━━━━━ Passage provided

On Wednesday February 25, the day after the police eviction, various student organizations and unions organized a demonstration in support of The New University's demands, with the NOS reporting more than a thousand demonstrators present, the largest yet in opposition to the CvB's plans. At the end of the demonstration, a group of protesters forced the door of the Maagdenhuis, the main administrative building of the UvA, and occupied it, raising once again the demands of The New University.

The next day, on Thursday February 26, the CvB offered some concessions to put an end to the occupation. These concessions were as follows: Making available more funding for additional studies like a 'liberal arts college', postponing the planned defunding of the individual modern languages for two more years in order to give them the chance to prove that they are financially viable, and adding a student-member to the University Board of Directors (CvB). The occupiers rejected these concessions as being insufficient in addressing their grievances and are continuing their occupation of the Maagdenhuis. The following day The New University announced plans to extend their movement to other universities in the country. On Wednesday March 4 The New University called for a national day of action in which New University sections in the universities of Leiden, Groningen, Utrecht, Nijmegen and Rotterdam participated. Several "HBO" vocational university student organizations also announced their support for The New University movement, and expressed their willingness to participate in working toward realizing its aims of expanding democratization and transparency in their communities as well.

On the same day a group of teachers and other staff organized themselves under the name "RethinkUvA" in support of The New University movement. They demanded to take actions such as striking and occupying UvA buildings if the CvB does not appropriately reply to their demands, which strongly overlap with those raised by The New University. They include the abandonment of Profiel 2016, democratic election of members of the UvA administration who are able to take binding actions such as the CvB and the deans and a call for an independent investigation of the financial situation at the UvA. The NOS reported on Thursday March 8 that the FNV federation of trade unions of the Netherlands has come out in support of the protest movement. The demands of RethinkUvA would be taken over and submitted to the various university councils. If they are not satisfactorily replied to, actions such as strikes might follow, said the FNV chairman.

━━━━━━━━━━

**What to do**
[1] Name every university whose New University section took part in the national day of action, according to the passage on the Maagdenhuis occupation.
[2] How many demonstrators did the NOS report at the February 25 demonstration, according to the passage on the Maagdenhuis occupation?
[3] Quote the passage on the Maagdenhuis occupation between "On Wednesday February" and "of The New University.", inclusive.
Rely solely on the passage on the Maagdenhuis occupation.

━━━━━ Record extracts

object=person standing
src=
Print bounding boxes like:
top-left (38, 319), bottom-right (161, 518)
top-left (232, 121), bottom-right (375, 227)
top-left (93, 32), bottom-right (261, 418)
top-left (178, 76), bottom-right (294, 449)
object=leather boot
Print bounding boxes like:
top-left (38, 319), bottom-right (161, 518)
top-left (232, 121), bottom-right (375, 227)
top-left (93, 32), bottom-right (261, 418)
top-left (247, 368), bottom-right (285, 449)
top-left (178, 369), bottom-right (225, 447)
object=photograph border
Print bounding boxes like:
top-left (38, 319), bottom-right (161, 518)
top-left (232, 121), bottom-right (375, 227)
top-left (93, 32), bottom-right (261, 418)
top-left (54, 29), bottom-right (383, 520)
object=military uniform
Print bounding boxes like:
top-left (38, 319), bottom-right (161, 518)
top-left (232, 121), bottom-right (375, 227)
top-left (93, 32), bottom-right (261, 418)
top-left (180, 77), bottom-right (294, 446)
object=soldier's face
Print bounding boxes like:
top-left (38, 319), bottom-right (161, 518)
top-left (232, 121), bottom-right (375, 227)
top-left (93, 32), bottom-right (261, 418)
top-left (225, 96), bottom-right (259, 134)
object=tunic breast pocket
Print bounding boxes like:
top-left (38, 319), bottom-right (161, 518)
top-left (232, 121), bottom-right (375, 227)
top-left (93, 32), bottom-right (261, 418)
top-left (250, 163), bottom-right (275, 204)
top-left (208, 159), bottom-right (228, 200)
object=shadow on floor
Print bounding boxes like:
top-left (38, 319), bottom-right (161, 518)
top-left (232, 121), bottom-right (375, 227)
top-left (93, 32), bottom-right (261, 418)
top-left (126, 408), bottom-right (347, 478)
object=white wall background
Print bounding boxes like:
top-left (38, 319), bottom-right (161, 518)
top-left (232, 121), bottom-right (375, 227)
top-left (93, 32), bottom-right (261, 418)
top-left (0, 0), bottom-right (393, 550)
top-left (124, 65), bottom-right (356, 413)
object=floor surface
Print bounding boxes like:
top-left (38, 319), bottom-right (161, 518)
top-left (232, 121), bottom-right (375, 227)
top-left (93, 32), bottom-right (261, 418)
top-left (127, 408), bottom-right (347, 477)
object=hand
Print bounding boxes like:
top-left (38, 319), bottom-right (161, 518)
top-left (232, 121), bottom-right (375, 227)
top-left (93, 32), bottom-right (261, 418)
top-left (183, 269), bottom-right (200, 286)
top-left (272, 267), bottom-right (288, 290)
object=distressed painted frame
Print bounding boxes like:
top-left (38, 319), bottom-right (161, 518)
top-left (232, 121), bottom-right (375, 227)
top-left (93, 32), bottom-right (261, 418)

━━━━━━━━━━

**Answer section**
[1] Leiden, Groningen, Utrecht, Nijmegen, Rotterdam

[2] More than a thousand.

[3]
On Wednesday February 25, the day after the police eviction, various student organizations and unions organized a demonstration in support of The New University's demands, with the NOS reporting more than a thousand demonstrators present, the largest yet in opposition to the CvB's plans. At the end of the demonstration, a group of protesters forced the door of the Maagdenhuis, the main administrative building of the UvA, and occupied it, raising once again the demands of The New University.